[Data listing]
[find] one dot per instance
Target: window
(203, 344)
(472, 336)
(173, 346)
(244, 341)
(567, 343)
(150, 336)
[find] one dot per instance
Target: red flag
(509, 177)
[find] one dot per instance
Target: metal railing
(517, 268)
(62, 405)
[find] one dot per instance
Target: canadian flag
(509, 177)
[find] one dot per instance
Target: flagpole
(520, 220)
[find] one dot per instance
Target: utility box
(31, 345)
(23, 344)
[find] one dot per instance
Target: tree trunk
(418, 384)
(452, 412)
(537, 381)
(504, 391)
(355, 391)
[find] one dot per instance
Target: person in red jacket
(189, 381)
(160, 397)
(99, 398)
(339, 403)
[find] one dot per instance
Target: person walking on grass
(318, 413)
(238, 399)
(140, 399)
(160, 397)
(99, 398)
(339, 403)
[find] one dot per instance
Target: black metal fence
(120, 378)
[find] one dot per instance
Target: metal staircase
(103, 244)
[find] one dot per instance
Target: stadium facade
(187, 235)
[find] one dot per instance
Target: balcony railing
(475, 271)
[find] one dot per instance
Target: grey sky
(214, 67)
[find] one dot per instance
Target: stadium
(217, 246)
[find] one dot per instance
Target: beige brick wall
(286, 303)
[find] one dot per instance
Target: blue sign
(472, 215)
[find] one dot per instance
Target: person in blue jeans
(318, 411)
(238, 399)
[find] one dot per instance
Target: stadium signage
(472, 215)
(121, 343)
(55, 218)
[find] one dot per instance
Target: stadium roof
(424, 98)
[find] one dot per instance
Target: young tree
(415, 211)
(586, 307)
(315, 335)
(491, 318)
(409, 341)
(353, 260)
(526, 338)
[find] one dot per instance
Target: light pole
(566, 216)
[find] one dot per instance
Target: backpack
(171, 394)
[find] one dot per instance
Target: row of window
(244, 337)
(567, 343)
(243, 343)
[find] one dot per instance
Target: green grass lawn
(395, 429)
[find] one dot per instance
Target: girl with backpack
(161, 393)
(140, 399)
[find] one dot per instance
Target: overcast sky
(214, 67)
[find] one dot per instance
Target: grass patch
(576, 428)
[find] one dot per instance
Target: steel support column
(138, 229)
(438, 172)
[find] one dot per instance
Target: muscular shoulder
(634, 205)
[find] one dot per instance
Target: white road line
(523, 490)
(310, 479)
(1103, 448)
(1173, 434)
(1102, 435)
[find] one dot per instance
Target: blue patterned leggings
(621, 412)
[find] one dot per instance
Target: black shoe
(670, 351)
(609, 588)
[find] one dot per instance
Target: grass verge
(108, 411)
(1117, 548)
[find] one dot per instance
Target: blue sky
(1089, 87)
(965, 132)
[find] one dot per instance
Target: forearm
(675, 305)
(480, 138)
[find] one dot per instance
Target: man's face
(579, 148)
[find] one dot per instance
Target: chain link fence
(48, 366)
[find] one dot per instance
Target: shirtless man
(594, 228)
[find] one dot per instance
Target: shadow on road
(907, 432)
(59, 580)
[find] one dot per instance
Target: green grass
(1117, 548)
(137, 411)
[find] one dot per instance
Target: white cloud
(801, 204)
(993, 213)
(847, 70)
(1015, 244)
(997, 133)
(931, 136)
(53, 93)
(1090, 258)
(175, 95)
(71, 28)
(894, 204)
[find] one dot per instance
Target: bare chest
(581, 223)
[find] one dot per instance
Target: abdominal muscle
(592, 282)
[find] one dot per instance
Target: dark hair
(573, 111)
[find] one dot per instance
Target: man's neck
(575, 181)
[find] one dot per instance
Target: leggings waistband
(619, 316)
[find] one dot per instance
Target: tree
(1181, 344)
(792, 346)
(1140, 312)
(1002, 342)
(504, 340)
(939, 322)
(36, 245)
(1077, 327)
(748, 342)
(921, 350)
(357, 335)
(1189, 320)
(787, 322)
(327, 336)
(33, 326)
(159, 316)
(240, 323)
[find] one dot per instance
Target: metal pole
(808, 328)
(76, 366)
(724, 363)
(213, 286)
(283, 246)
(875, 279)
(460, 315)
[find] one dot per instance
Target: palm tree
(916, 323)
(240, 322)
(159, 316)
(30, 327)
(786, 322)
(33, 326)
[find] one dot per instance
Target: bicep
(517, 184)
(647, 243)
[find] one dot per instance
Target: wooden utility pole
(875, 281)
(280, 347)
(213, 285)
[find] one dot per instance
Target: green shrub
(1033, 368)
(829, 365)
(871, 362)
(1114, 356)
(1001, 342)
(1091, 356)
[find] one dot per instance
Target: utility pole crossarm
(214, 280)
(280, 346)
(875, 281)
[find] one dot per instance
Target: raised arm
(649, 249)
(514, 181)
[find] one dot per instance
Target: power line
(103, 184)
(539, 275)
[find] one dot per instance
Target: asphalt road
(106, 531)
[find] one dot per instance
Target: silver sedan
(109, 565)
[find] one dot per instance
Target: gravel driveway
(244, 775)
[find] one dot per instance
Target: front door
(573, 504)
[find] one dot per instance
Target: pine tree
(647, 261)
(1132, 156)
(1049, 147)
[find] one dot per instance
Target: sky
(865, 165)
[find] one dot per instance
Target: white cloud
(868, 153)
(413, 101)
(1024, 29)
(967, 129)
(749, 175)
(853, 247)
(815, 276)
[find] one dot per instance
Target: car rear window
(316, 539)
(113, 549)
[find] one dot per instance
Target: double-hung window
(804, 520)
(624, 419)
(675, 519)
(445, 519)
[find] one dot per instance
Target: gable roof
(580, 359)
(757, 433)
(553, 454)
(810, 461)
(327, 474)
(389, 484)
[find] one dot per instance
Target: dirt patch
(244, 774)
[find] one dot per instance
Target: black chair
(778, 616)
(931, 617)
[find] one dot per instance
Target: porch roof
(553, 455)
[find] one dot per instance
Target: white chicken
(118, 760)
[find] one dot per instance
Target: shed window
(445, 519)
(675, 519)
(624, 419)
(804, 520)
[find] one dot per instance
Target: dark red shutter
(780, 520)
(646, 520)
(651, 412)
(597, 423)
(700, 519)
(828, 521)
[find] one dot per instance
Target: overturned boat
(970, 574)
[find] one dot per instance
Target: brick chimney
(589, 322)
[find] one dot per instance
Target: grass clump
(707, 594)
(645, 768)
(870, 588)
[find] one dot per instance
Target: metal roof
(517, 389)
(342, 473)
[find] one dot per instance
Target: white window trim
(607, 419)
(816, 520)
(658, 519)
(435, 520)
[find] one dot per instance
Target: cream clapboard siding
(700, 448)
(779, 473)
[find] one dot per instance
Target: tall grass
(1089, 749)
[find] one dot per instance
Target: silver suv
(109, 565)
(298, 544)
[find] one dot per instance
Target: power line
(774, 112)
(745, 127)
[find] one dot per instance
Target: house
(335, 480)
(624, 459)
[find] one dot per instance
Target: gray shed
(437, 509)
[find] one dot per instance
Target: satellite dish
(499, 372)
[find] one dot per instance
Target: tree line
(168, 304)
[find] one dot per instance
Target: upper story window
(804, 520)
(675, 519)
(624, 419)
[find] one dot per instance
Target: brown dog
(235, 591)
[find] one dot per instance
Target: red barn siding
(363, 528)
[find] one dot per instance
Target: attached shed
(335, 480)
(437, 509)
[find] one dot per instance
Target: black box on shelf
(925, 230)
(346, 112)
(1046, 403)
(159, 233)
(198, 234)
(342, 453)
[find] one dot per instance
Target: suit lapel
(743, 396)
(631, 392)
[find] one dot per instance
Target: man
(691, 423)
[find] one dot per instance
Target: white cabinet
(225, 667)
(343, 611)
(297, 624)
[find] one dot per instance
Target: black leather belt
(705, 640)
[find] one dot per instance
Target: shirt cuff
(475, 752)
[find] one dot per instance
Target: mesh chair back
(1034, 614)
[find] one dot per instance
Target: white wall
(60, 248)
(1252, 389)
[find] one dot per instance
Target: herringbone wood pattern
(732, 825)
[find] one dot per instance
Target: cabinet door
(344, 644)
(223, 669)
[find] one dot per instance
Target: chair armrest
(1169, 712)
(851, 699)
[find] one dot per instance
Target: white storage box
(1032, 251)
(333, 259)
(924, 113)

**SET EXERCISE**
Return every line of the items above that contains the string "window".

**SOLVED EXERCISE**
Target: window
Target: row of window
Target: car rear window
Target: double-hung window
Target: shed window
Target: white window trim
Target: upper story window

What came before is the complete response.